> [EXERCISE OBJECTIVE]
The expected output is every entry that follows, reproduced exactly.

=======

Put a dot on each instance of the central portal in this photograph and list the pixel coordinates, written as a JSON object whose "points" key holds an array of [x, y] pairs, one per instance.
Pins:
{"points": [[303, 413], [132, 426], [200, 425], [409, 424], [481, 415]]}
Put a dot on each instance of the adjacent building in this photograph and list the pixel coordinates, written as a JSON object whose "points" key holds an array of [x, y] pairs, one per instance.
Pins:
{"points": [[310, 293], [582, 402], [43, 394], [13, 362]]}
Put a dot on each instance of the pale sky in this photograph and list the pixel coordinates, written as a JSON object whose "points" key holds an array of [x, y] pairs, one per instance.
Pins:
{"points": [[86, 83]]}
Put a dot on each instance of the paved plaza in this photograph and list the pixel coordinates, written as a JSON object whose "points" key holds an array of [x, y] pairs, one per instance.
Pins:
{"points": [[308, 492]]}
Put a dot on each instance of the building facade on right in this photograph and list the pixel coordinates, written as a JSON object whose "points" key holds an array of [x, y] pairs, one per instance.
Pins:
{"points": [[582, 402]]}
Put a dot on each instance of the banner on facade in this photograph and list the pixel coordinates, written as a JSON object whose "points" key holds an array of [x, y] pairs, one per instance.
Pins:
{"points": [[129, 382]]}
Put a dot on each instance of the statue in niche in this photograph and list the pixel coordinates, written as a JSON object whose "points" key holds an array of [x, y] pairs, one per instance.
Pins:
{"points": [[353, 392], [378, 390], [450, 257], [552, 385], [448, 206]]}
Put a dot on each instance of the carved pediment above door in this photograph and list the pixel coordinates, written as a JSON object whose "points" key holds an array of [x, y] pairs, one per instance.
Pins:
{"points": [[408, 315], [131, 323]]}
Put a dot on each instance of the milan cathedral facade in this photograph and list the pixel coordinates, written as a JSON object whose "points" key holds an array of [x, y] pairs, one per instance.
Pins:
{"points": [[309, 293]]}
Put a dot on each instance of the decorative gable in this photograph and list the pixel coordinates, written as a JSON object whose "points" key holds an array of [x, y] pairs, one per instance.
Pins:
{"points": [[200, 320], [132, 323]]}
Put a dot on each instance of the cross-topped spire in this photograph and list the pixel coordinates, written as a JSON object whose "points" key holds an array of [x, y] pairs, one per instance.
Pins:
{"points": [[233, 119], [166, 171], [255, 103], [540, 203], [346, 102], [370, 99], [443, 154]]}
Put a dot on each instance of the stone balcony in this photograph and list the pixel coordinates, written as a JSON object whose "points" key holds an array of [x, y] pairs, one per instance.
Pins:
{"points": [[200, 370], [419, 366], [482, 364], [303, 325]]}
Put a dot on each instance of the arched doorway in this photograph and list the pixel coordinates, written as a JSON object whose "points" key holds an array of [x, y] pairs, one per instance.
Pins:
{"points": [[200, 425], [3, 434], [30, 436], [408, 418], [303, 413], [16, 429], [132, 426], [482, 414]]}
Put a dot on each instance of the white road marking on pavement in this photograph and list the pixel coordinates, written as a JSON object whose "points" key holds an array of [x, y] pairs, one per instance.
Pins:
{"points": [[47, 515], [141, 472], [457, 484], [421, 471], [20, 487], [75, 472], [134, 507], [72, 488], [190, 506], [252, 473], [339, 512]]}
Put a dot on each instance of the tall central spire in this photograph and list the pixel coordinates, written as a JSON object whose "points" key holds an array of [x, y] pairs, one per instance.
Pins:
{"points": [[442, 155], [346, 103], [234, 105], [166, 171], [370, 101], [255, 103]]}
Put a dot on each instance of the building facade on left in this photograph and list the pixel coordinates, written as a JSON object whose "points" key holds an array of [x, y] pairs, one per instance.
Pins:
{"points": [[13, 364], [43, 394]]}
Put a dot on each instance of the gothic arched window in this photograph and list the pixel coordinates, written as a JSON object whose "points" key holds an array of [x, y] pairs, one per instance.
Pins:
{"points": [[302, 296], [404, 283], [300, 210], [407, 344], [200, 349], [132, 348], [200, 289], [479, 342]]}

=======

> [RESULT OF THIS EXERCISE]
Put a dot on each instance of the central portal in this photograph and list the pixel coordinates, written as a JSON object whose "points" key holds an array of [x, y] pairs, one per instance.
Pins:
{"points": [[303, 413], [132, 426], [200, 425], [409, 424], [481, 415]]}
Put a dot on each instance of the adjacent building in this photograph and list the pixel coordinates, written as a JSON object whose "points" key holds an array of [x, y] pairs, one per instance.
Pins:
{"points": [[310, 293], [582, 402], [43, 394], [13, 362]]}
Put a dot on each instance of the pale sky in this photograph and list the pixel coordinates, written as a JSON object whose "points" key holds an array of [x, y] pairs, one per instance.
Pins:
{"points": [[86, 83]]}
Put a dot on each instance of the paved plaza in this photograph and list the pixel coordinates, written as a JSON object whose "points" key holds an array of [x, y] pairs, one per instance.
Pins:
{"points": [[308, 492]]}
Put a dot on each instance of the building facade on right in this photograph and list the pixel coordinates, written as a JSON object whose "points" key holds an array of [x, y] pairs, one per instance.
Pins:
{"points": [[582, 402]]}
Put a dot on each instance of the banner on facade in this photograph and list the pixel coordinates, written as a JSON object whose "points" key holds an array of [x, y] pairs, one per instance.
Pins:
{"points": [[129, 382]]}
Put a dot on each instance of the statue in niche in this photograph and list the pixel coordinates, written as a JSON object whose "points" key holds an array of [x, y] pairs, one per instance.
Pins:
{"points": [[353, 392], [378, 390], [450, 257], [552, 385], [448, 206]]}
Put a dot on each instance of the carved pediment above door in this photograph and list the pixel coordinates, written as a JSON object whose "points" key holds an array of [x, y] pairs, one per instance.
Pins:
{"points": [[408, 315], [131, 323]]}
Put a dot on each instance of the milan cathedral facade in this photograph and list the pixel coordinates, written as a JSON object whose "points" key holds an array of [x, y] pairs, one per instance.
Pins:
{"points": [[309, 293]]}
Put a dot on each instance of the decorative gable in this photograph and list the pixel coordinates, written as a JSON object whose "points" key holds an array of [x, y] pairs, one per instance.
Pins:
{"points": [[200, 320], [132, 323]]}
Put a dot on each instance of the cross-topped spire in this photograph and list the pixel coordinates, written as a JSON object whose "points" key holds an array of [x, y] pairs, one per instance.
Pins:
{"points": [[233, 119], [166, 171], [255, 103], [540, 203], [346, 102], [370, 99], [443, 154]]}
Put a dot on each instance of the stone balcony in this photograph and list the pixel coordinates, written as a JSON object whose "points" key holds an array of [x, y] pairs, one per instance.
Pins:
{"points": [[200, 370], [419, 366], [482, 364], [303, 325]]}
Put a dot on each instance of the arched doorway in this photograph and list the pixel coordinates, written as a JSON object whose "points" key holds an array of [x, y] pairs, one per instance.
Pins:
{"points": [[200, 425], [3, 434], [30, 436], [408, 418], [303, 413], [16, 429], [132, 426], [482, 414]]}
Put a dot on each instance of the white road marking on pavement in this photograph and list the pixel coordinates, written as a JSON object whose "points" key holds an array of [x, y] pairs, one per instance.
Pins:
{"points": [[47, 515], [141, 472], [457, 484], [421, 471], [20, 487], [75, 472], [134, 507], [72, 488], [190, 506], [252, 473], [339, 512]]}
Put a dot on each instance of the tall central spire in this photograph and list the pixel coordinates, written as a JSON object whose "points" key holds an array of [x, y] pairs, one per instance.
Pins:
{"points": [[442, 155], [346, 103], [234, 105], [166, 171], [370, 101], [255, 103]]}
Put a dot on each instance of the building facade on left in this photograph and list the pixel coordinates, written as a JSON object whose "points" key holds an array of [x, y] pairs, one per instance.
Pins:
{"points": [[13, 364], [43, 394]]}
Put a dot on each instance of the gothic arched window in this photograph and list the pixel coordinates, written as a JSON object whose "points" key holds an array of [x, y] pairs, one per instance.
Pins:
{"points": [[302, 296], [404, 283], [300, 210], [407, 344], [200, 349], [132, 348], [200, 289], [479, 342]]}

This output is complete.